━━━━━ Supplied text ━━━━━

ME: did u know that there’s no scientific evidence that flossing helps?
DENTIST: this is my daughter’s dance recital. Please leave us alone
I put my pants on just like the rest of you, when the popo tells me to.
{concert}
lead singer: WHO’S READY TO ROCK?!
me (from the pit trying to clean my glasses with the front of my shirt) JUST A SEC
Play was awful. Only applauded to save Tinkerbell
Communists only write in lowercase letters because they hate Capitalism.
being on Twitter right now is like playing the violin on the titanic except we are also making fun of the iceberg and the iceberg is getting genuinely mad
I used to tell a joke about Lot’s wife. Looking back, it wasn’t a great idea.
BARBER: would you like a hot towel?
ME: buddy, I don’t objectify towels
Dentist: Do you grind your teeth?
Me: Yes, I have a child.
My dog gets anxiety and bites her nails and it’s weird because she doesn’t even have bills, chores, social media, or a husband.
i’d like to drink my problems away but my kids don’t fit in the shot glass
Kid at my door: Trick or treat
Me: (holding warm gravy boat) just on the candy corn or all over?

━━━━━

— Tasks for this exercise —
(A) Retype the part of the collection of jokes that runs from "i’d like to" down to "or all over?".
(B) According to the collection of jokes, why do communists only write in lowercase letters?
(C) Carry on the collection of jokes from where it stops.
The rows after the collection of jokes are separate material.

━━━━━ Given entries ━━━━━

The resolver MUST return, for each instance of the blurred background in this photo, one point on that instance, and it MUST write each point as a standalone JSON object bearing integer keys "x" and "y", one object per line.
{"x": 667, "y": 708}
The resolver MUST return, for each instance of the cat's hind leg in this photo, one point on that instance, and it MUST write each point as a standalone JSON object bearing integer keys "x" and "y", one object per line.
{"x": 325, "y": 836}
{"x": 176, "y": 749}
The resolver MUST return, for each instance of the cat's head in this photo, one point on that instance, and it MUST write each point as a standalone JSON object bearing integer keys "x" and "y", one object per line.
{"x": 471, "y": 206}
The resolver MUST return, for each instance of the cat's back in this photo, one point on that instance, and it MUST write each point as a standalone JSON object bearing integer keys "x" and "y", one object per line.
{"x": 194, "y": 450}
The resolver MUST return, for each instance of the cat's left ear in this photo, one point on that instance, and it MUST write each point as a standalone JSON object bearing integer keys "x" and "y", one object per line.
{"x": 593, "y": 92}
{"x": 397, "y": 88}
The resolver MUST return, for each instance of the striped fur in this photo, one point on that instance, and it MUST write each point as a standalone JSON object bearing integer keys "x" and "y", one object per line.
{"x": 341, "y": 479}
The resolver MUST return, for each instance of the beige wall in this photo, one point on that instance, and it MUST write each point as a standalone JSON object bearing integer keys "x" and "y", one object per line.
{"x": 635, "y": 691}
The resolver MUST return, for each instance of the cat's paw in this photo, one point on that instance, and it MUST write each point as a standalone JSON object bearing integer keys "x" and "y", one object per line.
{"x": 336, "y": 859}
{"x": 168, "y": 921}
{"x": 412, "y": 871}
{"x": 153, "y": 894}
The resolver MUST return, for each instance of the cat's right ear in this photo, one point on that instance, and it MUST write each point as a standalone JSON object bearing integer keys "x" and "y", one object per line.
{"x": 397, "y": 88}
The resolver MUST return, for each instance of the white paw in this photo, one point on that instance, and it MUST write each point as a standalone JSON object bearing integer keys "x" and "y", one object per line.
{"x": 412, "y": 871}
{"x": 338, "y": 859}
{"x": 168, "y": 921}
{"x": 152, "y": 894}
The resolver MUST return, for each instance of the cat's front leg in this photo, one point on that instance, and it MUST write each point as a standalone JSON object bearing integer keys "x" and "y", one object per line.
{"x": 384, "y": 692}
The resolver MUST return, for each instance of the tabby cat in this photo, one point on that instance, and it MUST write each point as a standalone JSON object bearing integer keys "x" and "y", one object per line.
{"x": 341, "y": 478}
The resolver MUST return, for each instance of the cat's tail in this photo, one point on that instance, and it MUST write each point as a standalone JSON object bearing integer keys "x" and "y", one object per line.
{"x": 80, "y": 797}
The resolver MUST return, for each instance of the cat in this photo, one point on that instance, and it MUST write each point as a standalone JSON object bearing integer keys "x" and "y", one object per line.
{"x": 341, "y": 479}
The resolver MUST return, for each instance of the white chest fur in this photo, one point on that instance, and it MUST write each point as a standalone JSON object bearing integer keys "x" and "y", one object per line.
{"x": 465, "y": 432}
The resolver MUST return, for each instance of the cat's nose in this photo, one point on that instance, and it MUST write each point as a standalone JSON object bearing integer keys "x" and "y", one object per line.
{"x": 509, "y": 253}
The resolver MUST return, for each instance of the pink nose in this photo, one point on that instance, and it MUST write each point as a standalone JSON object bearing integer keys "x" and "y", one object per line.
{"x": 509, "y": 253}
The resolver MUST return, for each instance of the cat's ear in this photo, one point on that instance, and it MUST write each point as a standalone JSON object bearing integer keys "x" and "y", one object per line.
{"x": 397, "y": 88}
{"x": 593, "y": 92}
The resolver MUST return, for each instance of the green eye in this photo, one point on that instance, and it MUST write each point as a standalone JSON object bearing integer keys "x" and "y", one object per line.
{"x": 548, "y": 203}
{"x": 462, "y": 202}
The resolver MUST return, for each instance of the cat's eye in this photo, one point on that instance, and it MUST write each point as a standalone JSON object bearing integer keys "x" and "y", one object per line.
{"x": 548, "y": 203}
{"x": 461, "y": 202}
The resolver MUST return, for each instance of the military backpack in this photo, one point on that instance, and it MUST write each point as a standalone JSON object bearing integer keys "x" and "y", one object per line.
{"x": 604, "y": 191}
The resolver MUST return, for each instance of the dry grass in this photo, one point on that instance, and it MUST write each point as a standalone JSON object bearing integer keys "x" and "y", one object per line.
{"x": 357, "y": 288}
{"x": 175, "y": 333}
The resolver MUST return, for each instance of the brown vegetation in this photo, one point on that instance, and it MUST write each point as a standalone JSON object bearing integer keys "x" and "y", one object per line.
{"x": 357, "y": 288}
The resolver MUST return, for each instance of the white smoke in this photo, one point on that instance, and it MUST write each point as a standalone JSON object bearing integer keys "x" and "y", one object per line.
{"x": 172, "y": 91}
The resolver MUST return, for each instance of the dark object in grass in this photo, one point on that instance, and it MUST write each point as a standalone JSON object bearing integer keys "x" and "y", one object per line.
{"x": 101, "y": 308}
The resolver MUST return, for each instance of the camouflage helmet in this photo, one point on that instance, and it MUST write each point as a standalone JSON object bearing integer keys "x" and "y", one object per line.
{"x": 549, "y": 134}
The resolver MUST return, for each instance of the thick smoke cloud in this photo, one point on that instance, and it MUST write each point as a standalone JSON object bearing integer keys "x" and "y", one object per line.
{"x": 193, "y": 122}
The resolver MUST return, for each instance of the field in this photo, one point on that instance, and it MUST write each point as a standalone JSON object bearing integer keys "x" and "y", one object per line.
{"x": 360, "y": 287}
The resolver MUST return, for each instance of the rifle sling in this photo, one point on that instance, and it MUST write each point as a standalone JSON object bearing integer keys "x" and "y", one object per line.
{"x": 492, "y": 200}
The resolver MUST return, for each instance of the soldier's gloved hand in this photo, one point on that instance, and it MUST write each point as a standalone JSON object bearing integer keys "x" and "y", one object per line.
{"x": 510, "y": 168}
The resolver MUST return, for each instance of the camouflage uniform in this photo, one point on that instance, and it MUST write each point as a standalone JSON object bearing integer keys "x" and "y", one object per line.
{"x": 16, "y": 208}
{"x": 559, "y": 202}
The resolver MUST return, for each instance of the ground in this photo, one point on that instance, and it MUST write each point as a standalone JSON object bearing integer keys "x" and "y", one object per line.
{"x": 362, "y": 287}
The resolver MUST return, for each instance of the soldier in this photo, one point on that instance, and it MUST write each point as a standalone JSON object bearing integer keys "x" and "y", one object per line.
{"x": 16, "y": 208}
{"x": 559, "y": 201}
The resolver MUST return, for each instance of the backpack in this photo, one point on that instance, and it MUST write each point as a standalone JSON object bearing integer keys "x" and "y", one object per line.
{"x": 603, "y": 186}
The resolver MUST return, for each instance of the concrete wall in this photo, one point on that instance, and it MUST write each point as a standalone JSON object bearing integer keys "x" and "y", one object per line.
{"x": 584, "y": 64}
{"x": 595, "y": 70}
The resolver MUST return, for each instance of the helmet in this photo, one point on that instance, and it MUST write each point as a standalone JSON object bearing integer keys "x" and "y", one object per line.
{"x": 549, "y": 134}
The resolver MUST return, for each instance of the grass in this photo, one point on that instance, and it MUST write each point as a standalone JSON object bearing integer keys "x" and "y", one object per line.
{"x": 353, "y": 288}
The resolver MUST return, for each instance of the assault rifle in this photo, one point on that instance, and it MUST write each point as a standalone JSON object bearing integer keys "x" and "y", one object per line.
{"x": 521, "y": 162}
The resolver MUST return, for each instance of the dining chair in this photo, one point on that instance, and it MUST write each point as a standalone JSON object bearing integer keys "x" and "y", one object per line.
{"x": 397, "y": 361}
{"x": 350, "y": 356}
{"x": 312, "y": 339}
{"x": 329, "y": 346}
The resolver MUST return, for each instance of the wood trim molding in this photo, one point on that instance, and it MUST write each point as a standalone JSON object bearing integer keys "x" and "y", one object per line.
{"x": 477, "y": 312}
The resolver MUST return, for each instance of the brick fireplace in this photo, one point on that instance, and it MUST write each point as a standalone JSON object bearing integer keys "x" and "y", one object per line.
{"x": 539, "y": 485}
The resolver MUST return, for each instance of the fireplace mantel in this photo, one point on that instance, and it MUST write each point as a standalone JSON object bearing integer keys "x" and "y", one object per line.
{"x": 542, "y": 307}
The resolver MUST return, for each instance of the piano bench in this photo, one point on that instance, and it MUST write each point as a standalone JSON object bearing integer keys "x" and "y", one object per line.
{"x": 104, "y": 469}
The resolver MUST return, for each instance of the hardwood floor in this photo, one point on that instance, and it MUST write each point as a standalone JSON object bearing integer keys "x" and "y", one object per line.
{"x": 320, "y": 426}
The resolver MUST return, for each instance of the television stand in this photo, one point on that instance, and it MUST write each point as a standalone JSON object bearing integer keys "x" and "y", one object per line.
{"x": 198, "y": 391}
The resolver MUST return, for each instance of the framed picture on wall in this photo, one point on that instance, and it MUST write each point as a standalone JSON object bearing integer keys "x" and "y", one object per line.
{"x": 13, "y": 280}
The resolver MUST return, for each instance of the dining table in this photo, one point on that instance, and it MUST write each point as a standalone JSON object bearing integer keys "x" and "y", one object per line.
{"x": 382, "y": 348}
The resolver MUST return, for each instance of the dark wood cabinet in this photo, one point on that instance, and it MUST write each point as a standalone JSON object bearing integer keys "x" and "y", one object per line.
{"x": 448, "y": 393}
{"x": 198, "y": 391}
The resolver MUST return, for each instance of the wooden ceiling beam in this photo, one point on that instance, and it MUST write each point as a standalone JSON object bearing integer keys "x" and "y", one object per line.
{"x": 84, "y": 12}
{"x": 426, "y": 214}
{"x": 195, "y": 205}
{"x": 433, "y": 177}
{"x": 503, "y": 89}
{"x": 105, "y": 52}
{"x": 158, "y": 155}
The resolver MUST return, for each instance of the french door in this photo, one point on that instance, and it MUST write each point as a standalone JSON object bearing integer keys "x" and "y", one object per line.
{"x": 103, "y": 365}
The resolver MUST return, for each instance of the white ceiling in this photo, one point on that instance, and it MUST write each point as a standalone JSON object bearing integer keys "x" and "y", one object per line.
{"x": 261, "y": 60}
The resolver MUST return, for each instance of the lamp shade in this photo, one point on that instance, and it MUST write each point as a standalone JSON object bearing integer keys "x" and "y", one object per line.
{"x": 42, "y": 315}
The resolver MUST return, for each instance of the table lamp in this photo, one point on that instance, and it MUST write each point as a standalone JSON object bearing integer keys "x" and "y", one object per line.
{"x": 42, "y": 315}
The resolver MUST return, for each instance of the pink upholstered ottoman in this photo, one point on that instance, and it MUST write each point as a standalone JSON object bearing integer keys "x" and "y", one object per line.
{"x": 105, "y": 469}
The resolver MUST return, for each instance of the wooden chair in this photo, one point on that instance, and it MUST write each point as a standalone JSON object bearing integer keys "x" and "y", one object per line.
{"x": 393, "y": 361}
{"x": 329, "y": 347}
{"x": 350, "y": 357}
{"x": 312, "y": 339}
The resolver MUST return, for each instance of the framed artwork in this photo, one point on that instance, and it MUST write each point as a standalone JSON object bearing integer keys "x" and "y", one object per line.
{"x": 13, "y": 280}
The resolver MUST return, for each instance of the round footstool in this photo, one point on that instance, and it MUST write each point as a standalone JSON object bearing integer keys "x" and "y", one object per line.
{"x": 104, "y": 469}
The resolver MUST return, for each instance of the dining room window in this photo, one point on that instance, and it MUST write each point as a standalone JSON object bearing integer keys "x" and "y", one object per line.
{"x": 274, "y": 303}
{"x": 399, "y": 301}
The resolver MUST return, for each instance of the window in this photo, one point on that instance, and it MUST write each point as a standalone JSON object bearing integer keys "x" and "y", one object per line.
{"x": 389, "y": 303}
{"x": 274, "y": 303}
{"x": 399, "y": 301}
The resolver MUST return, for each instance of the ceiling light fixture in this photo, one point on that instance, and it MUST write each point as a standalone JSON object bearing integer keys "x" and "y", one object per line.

━━━━━

— Final answers —
(A)
i’d like to drink my problems away but my kids don’t fit in the shot glass
Kid at my door: Trick or treat
Me: (holding warm gravy boat) just on the candy corn or all over?

(B) The collection of jokes says communists only write in lowercase letters because they hate Capitalism.

(C)
I’m sorry, this suitcase is overweight. You’re gonna have to take some stuff out and put it in a different bag so the plane doesn’t crash.
[at a wake]
Me: *closes coffin to set my drink down* so, what are you doing after this
Widow: wow
I was flattered when my crush added her stick figure to my mini van. I can’t wait to hear what my wife thinks…
I wonder if both Wright Brothers were behind their inventions, or it was just one & their mother yelling “Wilbur, you include your brother!”
I’m guessing the person who decided how to spell “queue” and “okay” got paid by the letter.
Summer Camp: we need you to send some info
My wife: don’t you have it from last year?
SC: probably, but we want it again
MW: ok
SC: by fax
MW: but why w-
SC: and in cuneiform
MW: are you s-
SC: and can you place insurance cards face up and face down on the form at the same time?